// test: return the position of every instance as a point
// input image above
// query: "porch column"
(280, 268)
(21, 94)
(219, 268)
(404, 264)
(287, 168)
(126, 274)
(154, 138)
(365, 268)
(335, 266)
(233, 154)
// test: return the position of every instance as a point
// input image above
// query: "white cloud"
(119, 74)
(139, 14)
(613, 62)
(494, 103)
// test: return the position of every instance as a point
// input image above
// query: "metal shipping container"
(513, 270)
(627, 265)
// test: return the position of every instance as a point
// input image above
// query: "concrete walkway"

→ **Required action**
The whole listing, restated word for word, is the expected answer.

→ **Written reply**
// test: return the position of every instance as a point
// input image above
// query: "porch column"
(280, 268)
(21, 94)
(219, 268)
(404, 264)
(287, 168)
(126, 274)
(154, 138)
(365, 268)
(335, 266)
(233, 154)
// test: return the position of every instance as a point
// input image above
// query: "white cloud"
(119, 74)
(139, 14)
(613, 62)
(494, 103)
// test: return the position of every instance as a point
// input image above
// query: "metal shipping container"
(513, 270)
(627, 265)
// test: return the position of every instance as a point
// input image above
// query: "concrete walkway"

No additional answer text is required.